From the NFL play data notebook, list every column name assigned to the list called `exclude`.
··· Selected excerpt
In [1]:
import pandas as pd
import matplotlib.pyplot as plt
import numpy as np
import sys
from tqdm import tqdm
import os
import pickle
import logging

In [2]:
# Sklearn
from sklearn.model_selection import train_test_split, KFold, cross_val_score
from sklearn.metrics import confusion_matrix, accuracy_score, ConfusionMatrixDisplay, classification_report

In [3]:
# classifier
import xgboost as xgb

In [4]:
# hyperparameter tuning
from bayes_opt import BayesianOptimization
from skopt import BayesSearchCV

In [5]:
import shap

  from .autonotebook import tqdm as notebook_tqdm


In [6]:
sys.path.append('../External_Functions')
from ExternalFunctions import Chi2Regression, BinnedLH, UnbinnedLH, simpson38
from ExternalFunctions import nice_string_output, add_text_to_ax 

from MplSetup import getColour, setMplParam

# from AccessibilityUtils import onCompletion

In [7]:
setMplParam(10)

In [8]:
def readNFLPlay():
    subDirPath = '../NFLPlay/'
    plays = pd.read_csv(subDirPath+'plays.csv')
    return plays

In [9]:
NFLplays_raw = readNFLPlay()
# 50 sec on Cyan's pc

In [10]:
# NFLplays_raw.head()

In [11]:
# NFLplays_raw[NFLplays_raw['gameId']==26909][:5]

In [12]:
# NFLplays_raw[NFLplays_raw['gameId']==26910][:10]

## the columns

In [13]:
# NFLplays_raw.columns

In [14]:
NFLplays_raw.shape

(870384, 44)

In [15]:
# for i in NFLplays_raw['formation'].unique():
#     n = NFLplays_raw[NFLplays_raw['formation']== i ].shape[0]
#     print(f'{i:10}----------{n:6d}')

In [16]:
indices = ['playId', 'gameId']

playCircumstance = ['playSequence', 
                'quarter', 
                'possessionTeamId',
                'nonpossessionTeamId', 
                'playNumberByTeam',
                'gameClock', 
                'down', 
                'distance',
                'distanceToGoalPre',
                'netYards',
                'scorePossession',
                'scoreNonpossession',
                'fieldGoalProbability',]

# classification
playType = ['playType'
            'huddle',
            'formation']

playResult = ['playType2', # only second item
                'gameClockSecondsExpired',
              'gameClockStoppedAfterPlay', 
               'noPlay', # is the play a penalty
               'offensiveYards']

playSubsequence = ['isClockRunning', 
                        'changePossession', 
                        'turnover',
                        'safety',
                        'firstDown',]

idk = [ 'typeOfPlay',
        'fourthDownConversion',
        'thirdDownConversion',
        'homeScorePre', 
        'visitingScorePre',
        'homeScorePost',
        'visitingScorePost',
        'distanceToGoalPost']

# the original dataset has 3 columns of their own prediction of the play we may be able to use them as a reference
reference = ['evPre',
             'evPost', 
             'evPlay',]

exclude = [ 'playTypeDetailed', # redundant to playType2
            'fieldPosition', 
            'playDescription',
            'playStats',
            'playDescriptionFull', 
            'efficientPlay']

# Data Analysis Algorithm
1. playCircumstance -> XGB -> playType
2. playCircumstance & playType -> Regression (NN?XGB?) -> playResult
3. playResult -> **manual function** -> playCircumstance
<!-- * updateCircumstance -->

# Data Preprocessing

In [17]:
from Preprocess import printColumnsHasNan, printNonNumericColumns, runPreprocess, getStringValue

* see the set of `'playType'` values

In [18]:
# NFLplays_raw['playType'].unique()
······
··· Data extract
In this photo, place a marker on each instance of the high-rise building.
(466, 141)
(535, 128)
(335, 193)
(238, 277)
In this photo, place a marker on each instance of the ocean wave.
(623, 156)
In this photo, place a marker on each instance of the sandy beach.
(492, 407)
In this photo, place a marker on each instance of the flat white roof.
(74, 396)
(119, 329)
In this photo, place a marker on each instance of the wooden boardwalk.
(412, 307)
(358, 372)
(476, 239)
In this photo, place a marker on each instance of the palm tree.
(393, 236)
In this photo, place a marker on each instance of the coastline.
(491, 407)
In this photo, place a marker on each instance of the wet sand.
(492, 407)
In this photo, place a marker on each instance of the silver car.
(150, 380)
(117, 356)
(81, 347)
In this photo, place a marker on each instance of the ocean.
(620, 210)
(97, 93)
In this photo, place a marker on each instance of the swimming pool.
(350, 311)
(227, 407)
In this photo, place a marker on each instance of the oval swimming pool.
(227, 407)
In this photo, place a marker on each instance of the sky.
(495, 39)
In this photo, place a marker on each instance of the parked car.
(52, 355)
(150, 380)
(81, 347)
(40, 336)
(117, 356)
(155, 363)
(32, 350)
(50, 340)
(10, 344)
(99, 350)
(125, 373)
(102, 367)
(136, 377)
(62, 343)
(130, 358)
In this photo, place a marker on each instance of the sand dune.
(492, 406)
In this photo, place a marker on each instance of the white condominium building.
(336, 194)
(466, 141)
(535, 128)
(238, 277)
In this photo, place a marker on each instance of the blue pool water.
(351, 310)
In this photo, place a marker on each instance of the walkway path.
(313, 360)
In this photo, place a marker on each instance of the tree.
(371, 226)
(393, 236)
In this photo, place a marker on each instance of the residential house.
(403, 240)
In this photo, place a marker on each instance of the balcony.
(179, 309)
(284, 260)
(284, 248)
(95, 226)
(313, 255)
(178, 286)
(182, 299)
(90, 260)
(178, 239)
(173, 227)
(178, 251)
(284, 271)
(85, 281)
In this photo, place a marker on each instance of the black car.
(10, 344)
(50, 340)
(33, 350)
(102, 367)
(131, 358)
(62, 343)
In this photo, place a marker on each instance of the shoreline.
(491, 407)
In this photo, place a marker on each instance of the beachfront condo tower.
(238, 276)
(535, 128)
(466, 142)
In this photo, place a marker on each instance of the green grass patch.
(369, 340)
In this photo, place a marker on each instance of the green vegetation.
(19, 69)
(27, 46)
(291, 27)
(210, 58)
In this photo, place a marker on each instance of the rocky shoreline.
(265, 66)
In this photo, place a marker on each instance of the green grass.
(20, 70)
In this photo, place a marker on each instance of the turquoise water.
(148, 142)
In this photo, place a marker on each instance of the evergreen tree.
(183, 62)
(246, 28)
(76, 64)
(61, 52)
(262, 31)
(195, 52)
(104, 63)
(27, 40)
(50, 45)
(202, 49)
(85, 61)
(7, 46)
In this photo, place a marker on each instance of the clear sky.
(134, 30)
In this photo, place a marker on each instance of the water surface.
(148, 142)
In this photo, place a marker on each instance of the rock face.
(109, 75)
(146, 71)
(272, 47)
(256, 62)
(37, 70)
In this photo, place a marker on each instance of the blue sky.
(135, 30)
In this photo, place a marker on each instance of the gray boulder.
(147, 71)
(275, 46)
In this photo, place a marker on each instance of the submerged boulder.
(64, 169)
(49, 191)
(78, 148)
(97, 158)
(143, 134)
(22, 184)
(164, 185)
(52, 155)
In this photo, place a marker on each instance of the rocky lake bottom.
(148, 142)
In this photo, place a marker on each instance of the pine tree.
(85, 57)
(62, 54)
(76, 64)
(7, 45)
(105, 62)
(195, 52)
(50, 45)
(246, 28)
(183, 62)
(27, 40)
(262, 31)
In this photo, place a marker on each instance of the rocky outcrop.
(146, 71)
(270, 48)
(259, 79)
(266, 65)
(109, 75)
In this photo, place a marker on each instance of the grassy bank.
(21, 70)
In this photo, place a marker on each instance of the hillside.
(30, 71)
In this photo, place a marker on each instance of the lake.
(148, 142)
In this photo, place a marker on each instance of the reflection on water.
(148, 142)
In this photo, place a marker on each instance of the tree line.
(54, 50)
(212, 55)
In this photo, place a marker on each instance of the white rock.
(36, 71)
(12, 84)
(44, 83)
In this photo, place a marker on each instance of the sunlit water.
······
■ Correct output
playTypeDetailed, fieldPosition, playDescription, playStats, playDescriptionFull, efficientPlay